Region labeling items:

──────────────────────────────

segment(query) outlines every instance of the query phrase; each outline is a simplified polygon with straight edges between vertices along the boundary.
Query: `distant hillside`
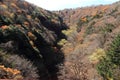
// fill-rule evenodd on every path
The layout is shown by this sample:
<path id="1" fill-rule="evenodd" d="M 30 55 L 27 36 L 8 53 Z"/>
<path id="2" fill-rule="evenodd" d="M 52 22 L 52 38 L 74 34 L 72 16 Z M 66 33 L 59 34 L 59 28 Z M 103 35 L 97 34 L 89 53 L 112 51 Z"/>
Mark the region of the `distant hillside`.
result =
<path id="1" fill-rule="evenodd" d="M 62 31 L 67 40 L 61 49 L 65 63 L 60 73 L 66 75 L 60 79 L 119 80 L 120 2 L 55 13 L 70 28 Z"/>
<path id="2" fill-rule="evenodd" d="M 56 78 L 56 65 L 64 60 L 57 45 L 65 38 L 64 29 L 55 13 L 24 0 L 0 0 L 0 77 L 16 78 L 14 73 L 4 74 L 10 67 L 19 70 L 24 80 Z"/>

──────────────────────────────

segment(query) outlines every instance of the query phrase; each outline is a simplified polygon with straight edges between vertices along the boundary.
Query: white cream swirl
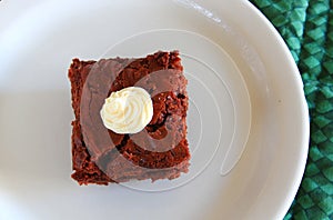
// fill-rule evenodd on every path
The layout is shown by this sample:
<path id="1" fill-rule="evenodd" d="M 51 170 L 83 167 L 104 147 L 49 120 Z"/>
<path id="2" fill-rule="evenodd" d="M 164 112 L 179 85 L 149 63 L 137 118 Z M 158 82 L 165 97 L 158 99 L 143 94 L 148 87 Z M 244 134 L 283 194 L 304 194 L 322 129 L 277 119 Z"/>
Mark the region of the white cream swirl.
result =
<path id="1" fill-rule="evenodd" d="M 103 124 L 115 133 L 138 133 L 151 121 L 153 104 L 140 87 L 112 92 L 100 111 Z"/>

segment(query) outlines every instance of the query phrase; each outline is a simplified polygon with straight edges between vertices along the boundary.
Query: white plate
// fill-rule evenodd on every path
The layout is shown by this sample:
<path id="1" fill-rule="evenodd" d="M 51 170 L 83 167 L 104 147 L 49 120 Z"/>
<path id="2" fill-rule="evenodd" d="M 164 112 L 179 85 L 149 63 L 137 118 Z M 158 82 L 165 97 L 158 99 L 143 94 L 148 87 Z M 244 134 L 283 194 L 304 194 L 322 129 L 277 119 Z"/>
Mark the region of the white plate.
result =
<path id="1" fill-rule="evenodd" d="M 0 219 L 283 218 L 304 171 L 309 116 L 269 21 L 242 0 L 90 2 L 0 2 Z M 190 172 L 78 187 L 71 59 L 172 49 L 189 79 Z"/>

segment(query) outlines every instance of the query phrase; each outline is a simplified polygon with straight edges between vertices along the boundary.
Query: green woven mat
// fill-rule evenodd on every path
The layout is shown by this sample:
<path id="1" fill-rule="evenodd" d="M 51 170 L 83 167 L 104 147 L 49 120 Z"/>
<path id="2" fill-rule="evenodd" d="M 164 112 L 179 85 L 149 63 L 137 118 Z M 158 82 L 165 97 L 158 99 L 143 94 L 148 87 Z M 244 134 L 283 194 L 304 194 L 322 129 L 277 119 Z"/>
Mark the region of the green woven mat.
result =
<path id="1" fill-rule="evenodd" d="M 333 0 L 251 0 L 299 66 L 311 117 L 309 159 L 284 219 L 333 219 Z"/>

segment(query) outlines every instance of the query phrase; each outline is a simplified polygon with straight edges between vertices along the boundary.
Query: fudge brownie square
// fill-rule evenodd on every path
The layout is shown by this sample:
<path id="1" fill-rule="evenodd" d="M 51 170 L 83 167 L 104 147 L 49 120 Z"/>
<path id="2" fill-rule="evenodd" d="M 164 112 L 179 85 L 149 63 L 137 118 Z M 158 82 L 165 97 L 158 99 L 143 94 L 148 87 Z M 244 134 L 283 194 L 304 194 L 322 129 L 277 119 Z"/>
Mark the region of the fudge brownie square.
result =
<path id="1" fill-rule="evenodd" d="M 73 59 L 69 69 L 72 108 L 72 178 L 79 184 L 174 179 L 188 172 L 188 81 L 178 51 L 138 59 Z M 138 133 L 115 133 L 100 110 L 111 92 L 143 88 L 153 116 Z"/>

──────────────────────────────

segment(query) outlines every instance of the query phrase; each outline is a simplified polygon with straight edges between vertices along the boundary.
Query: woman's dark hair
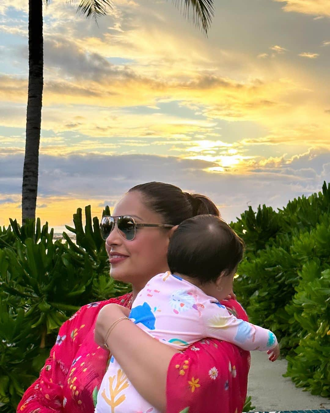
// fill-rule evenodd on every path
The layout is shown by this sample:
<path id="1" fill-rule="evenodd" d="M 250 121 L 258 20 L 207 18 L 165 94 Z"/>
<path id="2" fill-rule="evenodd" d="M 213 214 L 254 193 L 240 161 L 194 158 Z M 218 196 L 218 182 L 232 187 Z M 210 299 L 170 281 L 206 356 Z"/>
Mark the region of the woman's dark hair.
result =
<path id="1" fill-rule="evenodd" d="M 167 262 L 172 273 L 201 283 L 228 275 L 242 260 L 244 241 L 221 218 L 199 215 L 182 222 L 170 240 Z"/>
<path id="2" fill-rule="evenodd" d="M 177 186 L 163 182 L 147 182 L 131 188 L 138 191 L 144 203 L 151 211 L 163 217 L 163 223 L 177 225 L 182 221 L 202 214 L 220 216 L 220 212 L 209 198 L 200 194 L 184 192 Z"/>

──────────────────────────────

Goal: Collect each line in the material above that contains the word "green" and list those lines.

Correct answer:
Query: green woven mat
Mark the region of the green woven mat.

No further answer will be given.